— Task data —

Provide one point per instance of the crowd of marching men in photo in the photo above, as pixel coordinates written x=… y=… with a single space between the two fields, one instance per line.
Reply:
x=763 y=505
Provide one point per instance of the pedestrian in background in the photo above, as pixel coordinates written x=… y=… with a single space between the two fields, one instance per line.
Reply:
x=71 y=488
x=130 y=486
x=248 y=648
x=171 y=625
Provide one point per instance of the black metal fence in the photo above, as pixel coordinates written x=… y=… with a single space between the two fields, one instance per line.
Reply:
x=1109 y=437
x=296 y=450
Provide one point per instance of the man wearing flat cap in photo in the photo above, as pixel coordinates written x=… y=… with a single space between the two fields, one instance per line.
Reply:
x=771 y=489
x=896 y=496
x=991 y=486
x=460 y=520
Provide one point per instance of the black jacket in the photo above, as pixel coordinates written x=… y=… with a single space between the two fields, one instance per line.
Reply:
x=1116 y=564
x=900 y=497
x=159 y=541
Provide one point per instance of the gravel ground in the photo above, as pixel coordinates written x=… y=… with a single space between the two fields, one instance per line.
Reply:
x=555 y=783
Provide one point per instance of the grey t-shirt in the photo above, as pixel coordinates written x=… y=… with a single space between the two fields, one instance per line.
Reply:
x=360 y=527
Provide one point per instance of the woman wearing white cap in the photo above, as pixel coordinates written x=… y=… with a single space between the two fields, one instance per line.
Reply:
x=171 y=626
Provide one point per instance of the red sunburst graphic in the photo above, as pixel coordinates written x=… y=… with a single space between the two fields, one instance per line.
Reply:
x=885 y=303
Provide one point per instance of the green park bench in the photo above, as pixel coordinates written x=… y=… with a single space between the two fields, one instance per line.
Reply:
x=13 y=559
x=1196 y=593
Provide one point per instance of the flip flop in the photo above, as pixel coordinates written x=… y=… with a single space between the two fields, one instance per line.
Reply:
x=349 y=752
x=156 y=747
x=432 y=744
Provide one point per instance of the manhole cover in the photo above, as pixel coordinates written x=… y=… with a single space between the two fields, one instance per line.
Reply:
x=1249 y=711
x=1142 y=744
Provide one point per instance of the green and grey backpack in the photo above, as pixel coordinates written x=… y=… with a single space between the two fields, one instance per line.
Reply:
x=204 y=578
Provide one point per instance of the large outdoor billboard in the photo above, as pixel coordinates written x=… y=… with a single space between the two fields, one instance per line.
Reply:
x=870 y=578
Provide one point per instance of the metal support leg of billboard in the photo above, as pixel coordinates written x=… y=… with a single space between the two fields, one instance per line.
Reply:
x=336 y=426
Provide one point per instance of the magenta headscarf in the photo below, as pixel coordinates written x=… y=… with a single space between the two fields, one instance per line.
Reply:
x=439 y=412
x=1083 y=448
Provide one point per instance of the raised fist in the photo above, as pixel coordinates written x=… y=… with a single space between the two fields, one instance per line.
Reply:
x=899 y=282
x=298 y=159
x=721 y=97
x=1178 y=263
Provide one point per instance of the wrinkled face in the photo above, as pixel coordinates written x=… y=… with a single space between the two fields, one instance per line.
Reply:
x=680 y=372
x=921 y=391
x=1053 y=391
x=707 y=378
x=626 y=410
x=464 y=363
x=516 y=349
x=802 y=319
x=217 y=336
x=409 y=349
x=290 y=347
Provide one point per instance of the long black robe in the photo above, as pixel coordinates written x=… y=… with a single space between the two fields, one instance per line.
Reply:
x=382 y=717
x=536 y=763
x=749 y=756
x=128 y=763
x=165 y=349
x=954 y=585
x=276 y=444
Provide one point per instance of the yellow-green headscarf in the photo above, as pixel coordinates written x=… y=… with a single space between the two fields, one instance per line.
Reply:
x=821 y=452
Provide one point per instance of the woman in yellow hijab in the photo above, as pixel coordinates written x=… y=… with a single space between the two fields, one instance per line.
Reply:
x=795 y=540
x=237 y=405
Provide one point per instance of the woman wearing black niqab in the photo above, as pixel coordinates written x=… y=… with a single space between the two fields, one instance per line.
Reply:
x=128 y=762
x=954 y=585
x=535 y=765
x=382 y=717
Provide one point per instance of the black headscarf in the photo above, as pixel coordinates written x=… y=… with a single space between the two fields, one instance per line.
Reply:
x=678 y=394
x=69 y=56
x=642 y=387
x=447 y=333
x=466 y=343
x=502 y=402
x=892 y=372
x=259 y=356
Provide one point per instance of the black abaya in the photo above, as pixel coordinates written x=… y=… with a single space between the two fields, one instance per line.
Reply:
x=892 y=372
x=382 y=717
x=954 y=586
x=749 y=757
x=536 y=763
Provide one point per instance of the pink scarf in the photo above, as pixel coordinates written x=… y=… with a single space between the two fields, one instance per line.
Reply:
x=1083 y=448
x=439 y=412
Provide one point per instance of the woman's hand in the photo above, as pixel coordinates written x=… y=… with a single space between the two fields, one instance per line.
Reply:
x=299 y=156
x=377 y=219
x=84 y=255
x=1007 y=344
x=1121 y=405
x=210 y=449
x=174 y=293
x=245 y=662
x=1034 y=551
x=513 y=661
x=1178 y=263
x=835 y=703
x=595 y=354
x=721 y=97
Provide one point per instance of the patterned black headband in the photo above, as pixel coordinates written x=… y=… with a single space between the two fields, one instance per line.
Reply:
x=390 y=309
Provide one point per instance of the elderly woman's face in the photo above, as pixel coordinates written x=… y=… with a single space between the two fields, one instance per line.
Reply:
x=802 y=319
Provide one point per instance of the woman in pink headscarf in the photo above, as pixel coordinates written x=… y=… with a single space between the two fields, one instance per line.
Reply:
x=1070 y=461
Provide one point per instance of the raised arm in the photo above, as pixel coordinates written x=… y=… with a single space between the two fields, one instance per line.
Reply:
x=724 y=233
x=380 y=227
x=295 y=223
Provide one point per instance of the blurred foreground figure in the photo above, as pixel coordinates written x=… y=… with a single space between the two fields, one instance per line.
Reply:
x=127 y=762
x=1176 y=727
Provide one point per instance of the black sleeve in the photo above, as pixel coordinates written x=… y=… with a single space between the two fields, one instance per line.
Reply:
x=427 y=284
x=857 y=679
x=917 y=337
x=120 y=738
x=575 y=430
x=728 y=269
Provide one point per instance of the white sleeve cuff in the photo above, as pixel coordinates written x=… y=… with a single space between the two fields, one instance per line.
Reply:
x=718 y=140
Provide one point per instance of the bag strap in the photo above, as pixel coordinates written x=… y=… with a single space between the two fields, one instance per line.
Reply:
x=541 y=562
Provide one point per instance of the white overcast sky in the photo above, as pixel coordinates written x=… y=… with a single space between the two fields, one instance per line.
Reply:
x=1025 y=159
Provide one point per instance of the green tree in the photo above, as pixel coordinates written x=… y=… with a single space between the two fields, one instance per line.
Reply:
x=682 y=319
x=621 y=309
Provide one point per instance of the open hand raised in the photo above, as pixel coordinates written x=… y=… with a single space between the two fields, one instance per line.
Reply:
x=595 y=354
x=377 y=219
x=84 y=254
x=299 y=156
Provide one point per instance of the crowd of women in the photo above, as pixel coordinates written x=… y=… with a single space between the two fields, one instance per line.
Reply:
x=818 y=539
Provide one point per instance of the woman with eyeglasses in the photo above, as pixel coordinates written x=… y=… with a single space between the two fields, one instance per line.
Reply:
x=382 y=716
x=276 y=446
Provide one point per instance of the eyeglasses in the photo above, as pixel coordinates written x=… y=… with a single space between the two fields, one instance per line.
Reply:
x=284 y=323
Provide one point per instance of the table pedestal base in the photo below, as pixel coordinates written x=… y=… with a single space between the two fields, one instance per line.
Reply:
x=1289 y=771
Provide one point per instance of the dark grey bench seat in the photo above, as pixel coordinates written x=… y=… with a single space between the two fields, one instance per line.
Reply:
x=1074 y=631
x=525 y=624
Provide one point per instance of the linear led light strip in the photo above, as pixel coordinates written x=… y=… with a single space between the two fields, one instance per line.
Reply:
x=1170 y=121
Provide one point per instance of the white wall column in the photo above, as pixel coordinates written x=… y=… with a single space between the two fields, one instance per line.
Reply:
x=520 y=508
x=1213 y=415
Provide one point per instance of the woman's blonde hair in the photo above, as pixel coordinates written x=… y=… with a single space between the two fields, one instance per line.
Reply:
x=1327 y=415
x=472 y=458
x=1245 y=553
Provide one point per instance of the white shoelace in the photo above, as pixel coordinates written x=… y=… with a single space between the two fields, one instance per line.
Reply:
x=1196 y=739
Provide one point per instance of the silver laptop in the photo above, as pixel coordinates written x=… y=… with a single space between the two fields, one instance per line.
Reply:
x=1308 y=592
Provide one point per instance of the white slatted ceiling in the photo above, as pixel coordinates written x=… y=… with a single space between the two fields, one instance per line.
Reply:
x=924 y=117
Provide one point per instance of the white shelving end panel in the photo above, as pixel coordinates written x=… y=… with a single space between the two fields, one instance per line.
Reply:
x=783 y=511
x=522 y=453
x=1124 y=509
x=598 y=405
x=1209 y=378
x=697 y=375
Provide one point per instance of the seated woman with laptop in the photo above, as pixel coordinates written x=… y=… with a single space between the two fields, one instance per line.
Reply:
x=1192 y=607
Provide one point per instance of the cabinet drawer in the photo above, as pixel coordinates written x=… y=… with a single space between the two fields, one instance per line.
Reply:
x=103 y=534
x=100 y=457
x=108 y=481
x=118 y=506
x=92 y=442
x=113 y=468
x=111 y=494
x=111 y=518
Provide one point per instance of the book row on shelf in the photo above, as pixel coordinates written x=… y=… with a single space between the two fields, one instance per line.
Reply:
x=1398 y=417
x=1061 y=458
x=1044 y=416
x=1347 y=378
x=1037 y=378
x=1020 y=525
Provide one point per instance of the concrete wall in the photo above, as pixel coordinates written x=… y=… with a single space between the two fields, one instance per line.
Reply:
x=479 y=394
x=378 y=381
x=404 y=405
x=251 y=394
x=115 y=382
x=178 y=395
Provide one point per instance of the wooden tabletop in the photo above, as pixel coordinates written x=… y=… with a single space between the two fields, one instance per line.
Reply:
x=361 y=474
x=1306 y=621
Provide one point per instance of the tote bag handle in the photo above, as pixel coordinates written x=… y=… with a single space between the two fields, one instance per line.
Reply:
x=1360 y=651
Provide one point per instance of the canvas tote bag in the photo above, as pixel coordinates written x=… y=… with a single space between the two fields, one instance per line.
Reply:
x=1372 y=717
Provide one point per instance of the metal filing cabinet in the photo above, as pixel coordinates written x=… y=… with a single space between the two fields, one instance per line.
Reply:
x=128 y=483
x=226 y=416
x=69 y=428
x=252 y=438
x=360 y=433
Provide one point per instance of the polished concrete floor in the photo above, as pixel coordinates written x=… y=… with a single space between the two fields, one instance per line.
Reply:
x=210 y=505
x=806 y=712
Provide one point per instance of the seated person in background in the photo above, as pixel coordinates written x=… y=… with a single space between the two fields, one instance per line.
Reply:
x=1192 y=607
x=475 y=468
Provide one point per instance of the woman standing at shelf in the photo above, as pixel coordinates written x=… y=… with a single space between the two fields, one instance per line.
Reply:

— Task requirements —
Lay out the lines of the records from the line with "Provide one point per instance of the crowd of women" up to and including the line with "x=284 y=323" as a Markdown table with the columns Index and Content. Number each line in Index and put the line itself in Content, leaving out blank lines.

— Response to this task —
| Index | Content |
|---|---|
| 1 | Provide one point per instance of the crowd of women in the photo above, as pixel coordinates written x=… y=… with a single space between the two fields, one instance per line. |
| 2 | Reply: |
| 3 | x=818 y=539 |
| 4 | Provide one point per instance of the woman with eyeglasses in the photo above, as pixel coordinates written x=… y=… with a single space between the two fields, one instance per line. |
| 5 | Reply: |
| 6 | x=382 y=716 |
| 7 | x=276 y=446 |
| 8 | Provide one point per instance of the eyeglasses in the photo above, as pixel coordinates written x=… y=… with a single space between the two fields, one instance per line. |
| 9 | Reply: |
| 10 | x=284 y=323 |